→ Exercise description:
Return, exactly, the line that contains "For the benchmark, provide one point per instance of the foliage" together with all lines after it to the end of the entries, and no further lines.

━━ Data excerpts ━━

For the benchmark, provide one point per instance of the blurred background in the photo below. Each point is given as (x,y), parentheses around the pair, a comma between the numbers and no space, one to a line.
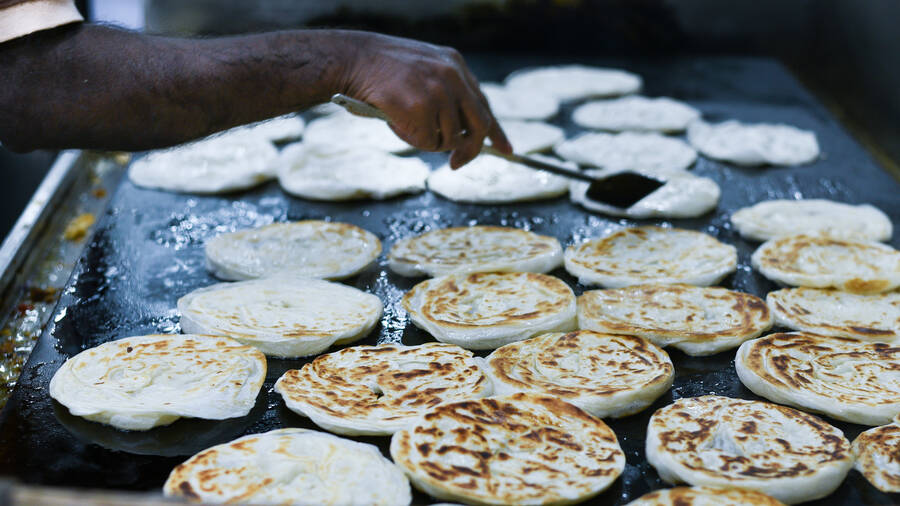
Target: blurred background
(845,51)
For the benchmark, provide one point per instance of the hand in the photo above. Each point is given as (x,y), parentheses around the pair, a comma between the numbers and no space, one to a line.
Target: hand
(433,100)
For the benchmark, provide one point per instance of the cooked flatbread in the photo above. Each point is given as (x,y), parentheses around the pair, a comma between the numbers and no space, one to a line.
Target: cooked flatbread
(310,248)
(378,390)
(493,180)
(570,82)
(282,316)
(650,153)
(705,496)
(479,248)
(483,311)
(877,453)
(697,320)
(779,218)
(874,317)
(343,130)
(682,196)
(603,374)
(636,113)
(220,164)
(138,383)
(843,378)
(516,449)
(822,262)
(531,136)
(754,144)
(522,104)
(334,173)
(290,466)
(718,441)
(640,255)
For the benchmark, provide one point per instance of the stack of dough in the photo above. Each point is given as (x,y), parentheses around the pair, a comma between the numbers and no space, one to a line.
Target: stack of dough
(484,311)
(290,466)
(283,316)
(873,317)
(378,390)
(754,144)
(641,255)
(517,449)
(821,262)
(779,218)
(475,249)
(697,320)
(603,374)
(138,383)
(842,378)
(718,441)
(311,248)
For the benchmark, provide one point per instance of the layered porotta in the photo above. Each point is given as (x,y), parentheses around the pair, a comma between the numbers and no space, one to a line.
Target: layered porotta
(603,374)
(378,390)
(697,320)
(641,255)
(510,450)
(475,249)
(779,218)
(283,316)
(290,466)
(483,311)
(310,248)
(718,441)
(138,383)
(874,317)
(823,262)
(843,378)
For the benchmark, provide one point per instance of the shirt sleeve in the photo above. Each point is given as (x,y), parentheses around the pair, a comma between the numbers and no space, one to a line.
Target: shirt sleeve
(21,17)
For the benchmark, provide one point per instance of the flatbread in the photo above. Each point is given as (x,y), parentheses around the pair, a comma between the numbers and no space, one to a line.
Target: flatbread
(378,390)
(138,383)
(640,255)
(877,453)
(822,262)
(479,248)
(570,82)
(310,248)
(517,449)
(842,378)
(522,104)
(603,374)
(682,196)
(335,173)
(483,311)
(697,320)
(754,144)
(493,180)
(531,136)
(636,113)
(347,131)
(220,164)
(718,441)
(779,218)
(873,317)
(705,496)
(290,466)
(282,316)
(649,153)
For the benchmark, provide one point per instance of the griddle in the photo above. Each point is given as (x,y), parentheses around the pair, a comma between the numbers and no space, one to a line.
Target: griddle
(148,251)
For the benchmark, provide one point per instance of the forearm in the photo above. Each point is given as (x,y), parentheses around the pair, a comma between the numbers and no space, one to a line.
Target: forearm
(96,87)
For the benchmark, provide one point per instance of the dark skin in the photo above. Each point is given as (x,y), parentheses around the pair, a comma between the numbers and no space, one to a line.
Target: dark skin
(94,87)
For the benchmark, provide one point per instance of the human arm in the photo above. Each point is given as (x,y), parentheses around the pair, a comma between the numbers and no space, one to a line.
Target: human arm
(90,86)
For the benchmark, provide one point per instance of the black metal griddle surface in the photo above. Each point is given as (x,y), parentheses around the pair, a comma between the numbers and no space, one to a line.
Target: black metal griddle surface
(148,251)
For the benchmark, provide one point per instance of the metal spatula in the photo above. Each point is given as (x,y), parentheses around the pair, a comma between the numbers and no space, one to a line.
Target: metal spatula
(622,189)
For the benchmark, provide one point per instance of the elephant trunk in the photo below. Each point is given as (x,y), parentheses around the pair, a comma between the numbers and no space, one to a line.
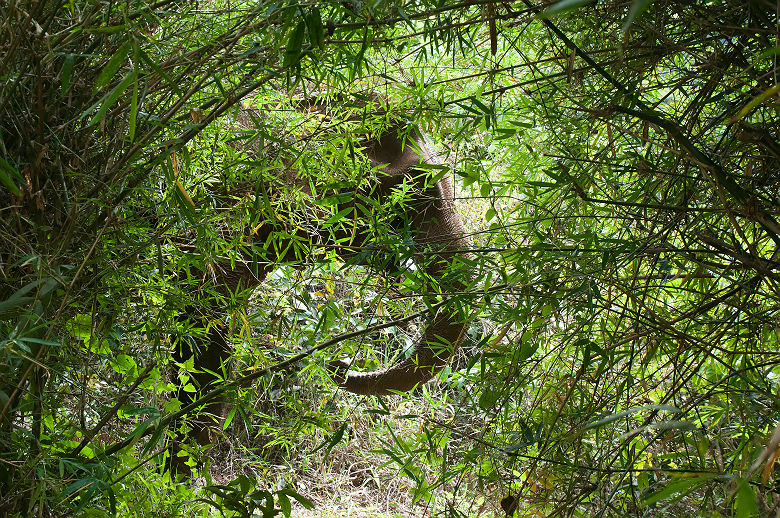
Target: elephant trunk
(438,229)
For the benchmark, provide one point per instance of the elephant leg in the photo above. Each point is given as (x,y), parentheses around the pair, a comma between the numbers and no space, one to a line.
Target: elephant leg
(211,355)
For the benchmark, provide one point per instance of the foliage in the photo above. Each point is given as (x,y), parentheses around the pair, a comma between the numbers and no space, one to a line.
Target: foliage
(618,163)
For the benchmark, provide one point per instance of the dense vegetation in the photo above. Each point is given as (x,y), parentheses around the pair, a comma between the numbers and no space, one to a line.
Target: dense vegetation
(618,165)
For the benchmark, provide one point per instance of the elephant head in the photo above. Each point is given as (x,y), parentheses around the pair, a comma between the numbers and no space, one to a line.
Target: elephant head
(399,156)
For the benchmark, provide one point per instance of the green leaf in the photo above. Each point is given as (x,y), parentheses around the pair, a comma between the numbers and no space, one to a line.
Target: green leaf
(7,169)
(745,505)
(637,8)
(111,68)
(614,417)
(109,99)
(305,502)
(562,7)
(337,217)
(488,398)
(682,485)
(316,28)
(294,45)
(67,72)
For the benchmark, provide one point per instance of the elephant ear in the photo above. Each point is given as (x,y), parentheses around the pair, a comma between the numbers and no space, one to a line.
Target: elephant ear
(440,236)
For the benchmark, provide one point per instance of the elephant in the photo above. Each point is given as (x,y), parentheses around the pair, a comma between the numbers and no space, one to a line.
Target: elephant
(400,154)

━━━

→ Exercise response:
For the benchmark, provide one point per instance of the foliage in the photo above. Each point is given as (x,y), parentheses around the pair, a comma between the numbers and no space, one to a line.
Target: foliage
(618,163)
For the benchmark, provide one point per instance of the dense vegetation in the photo above. Each point is given as (x,y), parentheses around the pair, a comma between the numbers and no space, one to a line.
Target: dense vegetation
(618,165)
For the benchmark, provide one point per instance of the elephant head in the photo above. Each point is given as (x,y), parentheses around the pair, a comma between the numbers and no space, one to a line.
Target: elephant head
(399,156)
For the benchmark, provide one point per instance of the green leaf in the photo above. Each point is given as (x,y), parentheses around the pair, a comma between the numbers and no space, one to a line.
Target: green leaf
(7,169)
(745,505)
(637,8)
(111,68)
(614,417)
(109,99)
(305,502)
(562,7)
(337,217)
(488,398)
(682,485)
(316,28)
(294,45)
(67,72)
For the benchmark, provide one point per instance of the elephant ear in the photo above. Each point is given as (x,y), parentheses around the pair, a comma between the numbers and no space, one to a line.
Target: elephant ear
(440,236)
For the benchmark, provide one point per instance of the elephant in the photo above. Each point is given as (x,y), parentheses around the pair, a comma between the numbers and no space, one to a line.
Target: elephant
(400,154)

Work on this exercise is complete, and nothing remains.